### WHAT YOU SHOULD DO
What follows is a listing to be transcribed exactly.

### MATERIAL FOR THE TASK
##############################

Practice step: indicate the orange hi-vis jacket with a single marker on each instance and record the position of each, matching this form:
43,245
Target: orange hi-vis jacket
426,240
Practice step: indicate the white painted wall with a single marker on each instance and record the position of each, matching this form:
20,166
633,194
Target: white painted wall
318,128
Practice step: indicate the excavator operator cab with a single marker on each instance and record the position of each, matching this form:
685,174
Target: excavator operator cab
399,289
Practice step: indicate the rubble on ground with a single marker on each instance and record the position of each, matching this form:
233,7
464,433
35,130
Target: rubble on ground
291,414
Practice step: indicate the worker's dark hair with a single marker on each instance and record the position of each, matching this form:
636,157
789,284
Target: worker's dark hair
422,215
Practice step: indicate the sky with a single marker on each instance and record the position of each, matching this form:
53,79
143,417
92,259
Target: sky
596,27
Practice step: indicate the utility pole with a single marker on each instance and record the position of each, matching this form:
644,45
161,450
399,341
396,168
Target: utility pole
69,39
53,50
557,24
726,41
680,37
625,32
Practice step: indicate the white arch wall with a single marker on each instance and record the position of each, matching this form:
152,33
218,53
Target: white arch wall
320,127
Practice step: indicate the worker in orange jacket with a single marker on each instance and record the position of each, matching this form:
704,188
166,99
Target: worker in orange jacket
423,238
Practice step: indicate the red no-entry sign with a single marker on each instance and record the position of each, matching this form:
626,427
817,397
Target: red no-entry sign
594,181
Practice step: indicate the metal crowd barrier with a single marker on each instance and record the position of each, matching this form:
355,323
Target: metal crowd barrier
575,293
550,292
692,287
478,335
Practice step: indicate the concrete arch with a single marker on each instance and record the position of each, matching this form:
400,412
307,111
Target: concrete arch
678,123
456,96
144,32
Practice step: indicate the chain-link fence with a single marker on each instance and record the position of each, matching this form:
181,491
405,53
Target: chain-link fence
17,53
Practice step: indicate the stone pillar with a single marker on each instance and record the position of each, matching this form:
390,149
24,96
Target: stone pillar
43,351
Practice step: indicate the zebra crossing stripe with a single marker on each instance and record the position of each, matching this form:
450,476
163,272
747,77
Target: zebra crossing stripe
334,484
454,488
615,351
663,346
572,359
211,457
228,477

##############################

### RESPONSE TO THE EXERCISE
Practice step: indicate the orange hi-vis jacket with a single marker on each instance and record the position of each, matching this form:
43,245
Target: orange hi-vis jacket
426,240
Practice step: indicate the white painted wall with a single marker on each instance and record the position of each, matching this form:
20,166
633,194
Target: white painted wall
318,128
Practice step: indicate the excavator operator cab with a single marker on each instance and record the position of each, matching this form:
685,174
Target: excavator operator cab
399,289
Practice step: indicate the rubble on ground with a single marker on each instance and record the position of each, matching this form:
233,7
464,433
35,130
Target: rubble on ground
291,414
Practice step: indicate the worker's dark hair with a single marker on each instance and record the position of each, matching this form:
636,157
789,284
Target: worker's dark hair
422,215
Practice step: indicate the sky with a single marker on each instance and record the position of each, matching this form:
53,79
143,417
92,259
Target: sky
596,27
Practice step: indicate the utility pole with a single marker on each instance and record the position of each, matching this form:
644,45
161,450
399,341
396,168
Target: utility pole
69,39
53,50
557,24
726,41
680,37
625,32
Practice step: indicate the white arch wall with a single marker on each instance and record the position of each, matching this form:
152,33
218,53
Target: white arch wall
320,127
Practice step: indicate the worker in orange jacket with a single marker on each instance and record the position of each, matching this form:
704,188
166,99
Target: worker in orange jacket
423,238
Practice step: indicate the red no-entry sign with a single marker on each instance and record the position of each, matching this form:
626,427
817,397
Target: red no-entry sign
594,181
Practice step: indicate the metal crowd barrier with a single marker on each instance and record the position of each, matching this form:
355,323
Target: metal crowd barrier
575,293
550,292
692,287
478,335
Practice step: indicate the concrete arch with a single marker on each instance and record the position of each, matching this form:
400,412
307,111
Target: concrete arch
678,123
456,96
144,32
Practice step: indicate the chain-link fence with a single marker on each instance and record the position of each, matching this form:
181,491
405,53
Target: chain-link fence
17,53
Practice step: indicate the stone pillar with a single marker on each instance and record the position of each, matching this form:
390,149
24,96
Target: stone pillar
43,351
Practice step: indicate the zebra crossing stripe with a single marker on each instance and record the position of each, matching this form:
450,476
163,272
747,77
Target: zebra crossing stripe
334,484
454,488
615,351
663,346
572,359
211,457
228,477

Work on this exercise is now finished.